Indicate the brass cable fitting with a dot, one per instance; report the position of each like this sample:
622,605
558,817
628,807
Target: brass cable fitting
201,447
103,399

§ REQUIREMENT: Nothing in the material may be left out; write it all out verbatim.

§ YOUR SOLUTION:
Indicate the brass cable fitting with a dot, one per instance; report the position of each like this sample:
622,605
558,817
628,807
Target: brass cable fitting
201,447
103,399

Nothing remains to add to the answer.